- [The task]:
From the senior holiday travel tips, extract the passage between "Whether driving or" and "of the year.", inclusive, copying it word for word.

=== Excerpt ===

Important Tips For Safe Holiday Travel For Seniors
Whether you are an adult child whose parents are traveling to see you or a long-distance grandparent yourself, spending time with family during the holidays is probably at the top of your priority list. Although the thought of grandparents, children and grandchildren together under one roof will make travel to that lovely family destination more than worthwhile, recognize that the journey will not only take place in winter but during the busiest of holiday seasons. So, to help ease any stress associated with this holiday excursion we’ve come up with a few tips for seniors to keep in mind.
Flying to your destination
If heading out by air, try to travel before the peak holiday times if your schedule allows. In any case, build in extra time for delays as well as for any disabilities that must be accommodated. Choose direct flights if you can, and, if you can’t, allow a comfortable period between connections. Also, before booking your ticket, think about what seat arrangement would work best for your needs, and avoid sitting in the emergency exit row.
If you have a disability or medical condition, contact the airline to confirm details about its checked bag and carry-on luggage policy and to see how they can accommodate your needs. When traveling with a mobility aid, you may either check it in with your airline or take it to the aircraft with you, depending on its size/weight and airline regulations. After the plane has landed, never get off the plane until you see or have your assistive device or wheelchair. Even if you don’t normally use an aid ask the airline to provide a wheelchair if you have any concerns about the amount of walking involved at the airport.
In addition, take along a list of medications as well as up-to-date medical information and a list of medical and emergency contacts. If you have any life-threatening allergies, wear a medical alert bracelet and/or bring an Epi-pen kit. Bring along a doctor’s note If you need to carry on a medical device or needles. And don’t forget to advise the airline about special dietary needs if the flight serves meals.
Finally, if you plan to drive to the airport, find out where the parking for people with disabilities is located should that be an issue. If relying on a taxi, fully describe your special needs, if any, and know that many companies are equipped with accessible cabs.
Driving to your destination
If your family is relatively close, the weather forecast looks good and you are comfortable with winter driving, a road trip might be your best option. But before heading out, be certain your car is equipped with winter tires and is in good working order. Bring along window washer fluid, antifreeze and engine oil as well as emergency equipment: a first-aid kit, a flashlight, blankets, flares and jumper cables, an ice scraper, bottled water and snacks. Of course, don’t forget to bring along any medical items as described in the previous section.
It goes without saying, but drive according to road and weather conditions, avoiding freezing rain, blizzards or blowing snow altogether. Ensure that your windows and mirrors are clear of ice and snow at all times, and keep a safe distance from other drivers, checking rearview mirrors often. Finally, give yourself plenty of time, planning for frequent breaks.
Whether driving or flying, make sure to get plenty of rest before the trip and wear comfortable clothing.
By taking these few tips, we’re sure you can shave some stress off the travel time so that when you arrive, you’ll be calm, relaxed and fully able to take in the joy of being near family at the best time of the year.

=== Entries shown ===

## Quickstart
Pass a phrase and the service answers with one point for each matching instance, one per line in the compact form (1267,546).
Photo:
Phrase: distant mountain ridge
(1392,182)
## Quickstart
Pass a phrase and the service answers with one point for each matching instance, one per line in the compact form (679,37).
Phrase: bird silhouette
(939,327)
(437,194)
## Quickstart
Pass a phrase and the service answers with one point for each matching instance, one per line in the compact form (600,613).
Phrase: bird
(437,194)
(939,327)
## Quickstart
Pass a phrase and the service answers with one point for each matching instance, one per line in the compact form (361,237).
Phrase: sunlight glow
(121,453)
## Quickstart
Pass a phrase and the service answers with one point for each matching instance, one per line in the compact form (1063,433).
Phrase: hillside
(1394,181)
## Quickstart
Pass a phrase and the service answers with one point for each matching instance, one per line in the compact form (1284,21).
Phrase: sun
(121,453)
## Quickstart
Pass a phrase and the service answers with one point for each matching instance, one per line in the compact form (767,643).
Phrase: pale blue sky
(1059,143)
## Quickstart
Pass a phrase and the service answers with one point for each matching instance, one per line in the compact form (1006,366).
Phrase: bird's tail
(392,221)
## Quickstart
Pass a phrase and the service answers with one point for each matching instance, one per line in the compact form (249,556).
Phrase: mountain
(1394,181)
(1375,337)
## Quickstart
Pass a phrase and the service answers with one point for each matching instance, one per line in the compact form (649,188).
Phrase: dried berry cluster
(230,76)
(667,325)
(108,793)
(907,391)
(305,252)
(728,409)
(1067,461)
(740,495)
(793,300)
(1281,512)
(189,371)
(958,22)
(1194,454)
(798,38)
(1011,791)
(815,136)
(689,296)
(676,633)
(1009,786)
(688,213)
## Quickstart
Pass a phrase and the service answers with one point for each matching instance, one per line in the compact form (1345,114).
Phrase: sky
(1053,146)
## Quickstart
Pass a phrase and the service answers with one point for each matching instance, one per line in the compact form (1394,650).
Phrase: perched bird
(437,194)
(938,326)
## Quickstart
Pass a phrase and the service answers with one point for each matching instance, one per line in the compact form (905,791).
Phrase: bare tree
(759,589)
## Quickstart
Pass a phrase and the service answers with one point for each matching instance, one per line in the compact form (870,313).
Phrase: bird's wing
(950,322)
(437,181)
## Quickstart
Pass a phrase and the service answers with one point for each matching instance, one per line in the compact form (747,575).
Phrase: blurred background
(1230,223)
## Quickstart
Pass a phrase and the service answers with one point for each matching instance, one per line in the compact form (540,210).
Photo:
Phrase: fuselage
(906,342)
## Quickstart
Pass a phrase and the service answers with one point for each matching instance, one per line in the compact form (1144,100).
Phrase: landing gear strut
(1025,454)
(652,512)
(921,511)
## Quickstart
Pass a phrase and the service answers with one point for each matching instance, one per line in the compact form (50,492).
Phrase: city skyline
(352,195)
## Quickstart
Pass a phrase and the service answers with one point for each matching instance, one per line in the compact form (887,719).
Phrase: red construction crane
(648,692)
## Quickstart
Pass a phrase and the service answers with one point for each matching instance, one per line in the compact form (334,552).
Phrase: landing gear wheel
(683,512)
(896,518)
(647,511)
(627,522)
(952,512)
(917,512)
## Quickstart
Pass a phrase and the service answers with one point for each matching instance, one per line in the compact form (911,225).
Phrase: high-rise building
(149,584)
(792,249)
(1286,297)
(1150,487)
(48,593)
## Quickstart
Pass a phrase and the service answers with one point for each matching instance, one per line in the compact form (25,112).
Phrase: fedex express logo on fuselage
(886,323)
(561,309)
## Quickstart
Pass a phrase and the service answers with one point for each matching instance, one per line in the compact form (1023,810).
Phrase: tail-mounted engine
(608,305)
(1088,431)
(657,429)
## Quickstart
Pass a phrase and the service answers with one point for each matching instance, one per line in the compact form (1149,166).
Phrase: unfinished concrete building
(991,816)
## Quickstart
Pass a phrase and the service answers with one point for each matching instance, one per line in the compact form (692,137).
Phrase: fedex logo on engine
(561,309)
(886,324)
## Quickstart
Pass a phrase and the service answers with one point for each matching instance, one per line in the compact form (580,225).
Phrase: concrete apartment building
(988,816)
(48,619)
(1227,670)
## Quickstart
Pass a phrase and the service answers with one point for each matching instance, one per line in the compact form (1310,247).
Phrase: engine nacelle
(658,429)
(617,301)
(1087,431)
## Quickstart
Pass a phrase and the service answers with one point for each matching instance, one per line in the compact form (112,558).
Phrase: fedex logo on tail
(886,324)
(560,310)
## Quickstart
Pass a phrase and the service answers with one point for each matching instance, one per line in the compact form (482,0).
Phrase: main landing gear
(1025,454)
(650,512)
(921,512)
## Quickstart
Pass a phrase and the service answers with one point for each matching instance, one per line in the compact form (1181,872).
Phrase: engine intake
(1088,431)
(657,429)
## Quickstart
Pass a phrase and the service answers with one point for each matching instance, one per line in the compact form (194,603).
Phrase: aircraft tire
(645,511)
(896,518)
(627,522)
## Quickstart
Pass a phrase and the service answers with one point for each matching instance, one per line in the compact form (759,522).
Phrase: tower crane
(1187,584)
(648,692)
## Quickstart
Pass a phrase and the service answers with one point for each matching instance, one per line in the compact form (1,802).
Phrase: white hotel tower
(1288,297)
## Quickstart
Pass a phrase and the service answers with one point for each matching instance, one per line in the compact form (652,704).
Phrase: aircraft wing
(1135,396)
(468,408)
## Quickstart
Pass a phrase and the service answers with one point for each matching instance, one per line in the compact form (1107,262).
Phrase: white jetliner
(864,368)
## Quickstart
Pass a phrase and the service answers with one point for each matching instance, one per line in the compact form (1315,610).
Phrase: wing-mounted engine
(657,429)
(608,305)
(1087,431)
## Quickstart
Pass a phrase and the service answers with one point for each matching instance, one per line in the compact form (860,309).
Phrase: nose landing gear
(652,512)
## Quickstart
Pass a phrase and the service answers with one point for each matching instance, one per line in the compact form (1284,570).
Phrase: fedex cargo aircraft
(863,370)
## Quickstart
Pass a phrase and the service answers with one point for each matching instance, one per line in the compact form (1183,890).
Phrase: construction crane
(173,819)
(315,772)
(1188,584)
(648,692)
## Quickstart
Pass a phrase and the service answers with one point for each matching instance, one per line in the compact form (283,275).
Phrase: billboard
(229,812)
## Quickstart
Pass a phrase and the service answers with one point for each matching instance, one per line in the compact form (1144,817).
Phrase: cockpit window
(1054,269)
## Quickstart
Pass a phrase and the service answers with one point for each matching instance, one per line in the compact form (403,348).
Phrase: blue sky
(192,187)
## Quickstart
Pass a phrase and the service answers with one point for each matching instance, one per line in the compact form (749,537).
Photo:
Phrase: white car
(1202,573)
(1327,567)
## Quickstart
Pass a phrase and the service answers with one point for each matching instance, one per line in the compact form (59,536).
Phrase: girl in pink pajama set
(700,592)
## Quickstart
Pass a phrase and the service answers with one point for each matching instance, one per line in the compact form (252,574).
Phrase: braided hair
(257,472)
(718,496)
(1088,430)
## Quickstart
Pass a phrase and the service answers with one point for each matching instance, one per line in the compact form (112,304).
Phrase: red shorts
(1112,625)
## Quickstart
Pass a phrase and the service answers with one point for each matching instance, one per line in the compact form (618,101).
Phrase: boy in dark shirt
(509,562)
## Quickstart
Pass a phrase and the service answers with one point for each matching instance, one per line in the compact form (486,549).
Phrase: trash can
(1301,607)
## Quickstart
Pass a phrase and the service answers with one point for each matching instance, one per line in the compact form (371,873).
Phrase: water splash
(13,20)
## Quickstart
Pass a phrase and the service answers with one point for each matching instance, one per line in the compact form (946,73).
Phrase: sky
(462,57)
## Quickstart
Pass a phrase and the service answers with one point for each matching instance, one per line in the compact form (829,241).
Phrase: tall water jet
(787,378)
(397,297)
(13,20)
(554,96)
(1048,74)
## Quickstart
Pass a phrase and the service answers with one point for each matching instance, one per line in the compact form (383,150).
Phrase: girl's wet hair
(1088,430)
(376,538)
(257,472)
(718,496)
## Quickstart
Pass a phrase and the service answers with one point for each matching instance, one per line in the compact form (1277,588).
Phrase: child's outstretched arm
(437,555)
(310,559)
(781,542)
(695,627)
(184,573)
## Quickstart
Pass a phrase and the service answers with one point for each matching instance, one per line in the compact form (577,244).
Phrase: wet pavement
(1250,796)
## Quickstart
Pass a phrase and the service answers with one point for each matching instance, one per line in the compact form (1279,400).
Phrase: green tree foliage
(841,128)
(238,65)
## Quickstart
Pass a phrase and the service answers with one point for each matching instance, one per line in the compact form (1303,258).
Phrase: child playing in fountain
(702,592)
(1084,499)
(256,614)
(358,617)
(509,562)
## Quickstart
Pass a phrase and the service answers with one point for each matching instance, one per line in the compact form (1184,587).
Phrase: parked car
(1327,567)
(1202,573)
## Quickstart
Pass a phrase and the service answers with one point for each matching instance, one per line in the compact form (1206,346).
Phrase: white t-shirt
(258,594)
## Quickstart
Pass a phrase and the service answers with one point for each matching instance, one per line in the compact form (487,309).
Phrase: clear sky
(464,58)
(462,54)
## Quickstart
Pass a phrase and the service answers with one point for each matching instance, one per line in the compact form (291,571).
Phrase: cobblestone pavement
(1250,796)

===

- [Your response]:
Whether driving or flying, make sure to get plenty of rest before the trip and wear comfortable clothing.
By taking these few tips, we’re sure you can shave some stress off the travel time so that when you arrive, you’ll be calm, relaxed and fully able to take in the joy of being near family at the best time of the year.